[[ Data supplied open ]]
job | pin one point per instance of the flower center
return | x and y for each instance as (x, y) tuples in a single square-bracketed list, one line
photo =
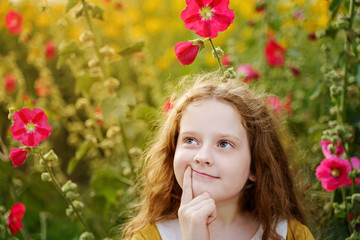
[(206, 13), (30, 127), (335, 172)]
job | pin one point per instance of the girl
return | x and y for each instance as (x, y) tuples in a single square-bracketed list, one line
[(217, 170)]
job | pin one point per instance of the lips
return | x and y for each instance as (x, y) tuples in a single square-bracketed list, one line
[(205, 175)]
[[ Data supplied closed ]]
[[ Data supplied open ]]
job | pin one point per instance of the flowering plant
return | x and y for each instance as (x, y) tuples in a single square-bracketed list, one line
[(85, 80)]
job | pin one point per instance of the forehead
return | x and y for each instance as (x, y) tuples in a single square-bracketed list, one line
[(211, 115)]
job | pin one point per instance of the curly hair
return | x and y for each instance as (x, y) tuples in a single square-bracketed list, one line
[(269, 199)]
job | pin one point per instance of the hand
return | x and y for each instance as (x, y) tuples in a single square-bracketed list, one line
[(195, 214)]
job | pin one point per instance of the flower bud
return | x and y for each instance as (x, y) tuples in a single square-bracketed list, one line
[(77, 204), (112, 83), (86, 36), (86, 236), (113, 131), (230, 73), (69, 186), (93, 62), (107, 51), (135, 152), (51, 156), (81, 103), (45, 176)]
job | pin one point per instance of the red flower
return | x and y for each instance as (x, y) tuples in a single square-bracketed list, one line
[[ Data supplied closed ]]
[[ Data supplied open ]]
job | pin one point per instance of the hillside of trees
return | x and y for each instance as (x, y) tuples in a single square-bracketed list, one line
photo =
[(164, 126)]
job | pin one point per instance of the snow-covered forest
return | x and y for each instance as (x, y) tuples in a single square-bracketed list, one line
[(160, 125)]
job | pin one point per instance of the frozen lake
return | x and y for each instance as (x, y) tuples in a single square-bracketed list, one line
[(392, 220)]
[[ Data supplied closed ]]
Task item - If a line in the records above has the word "point", copy it.

Answer to this problem -
job | pin one point per instance of the flower center
job | pin one point per instance of the girl
job | pin one point per instance of the lips
job | pin one point per instance of the flowering plant
job | pin one point per instance of the forehead
job | pin one point per instance of the curly hair
job | pin one point per instance of the hand
job | pin one point per instance of the flower bud
job | pin one point per instance of the red flower
job | pin one point per instance of the hillside of trees
job | pin one point per instance of the snow-covered forest
job | pin one point per instance of the frozen lake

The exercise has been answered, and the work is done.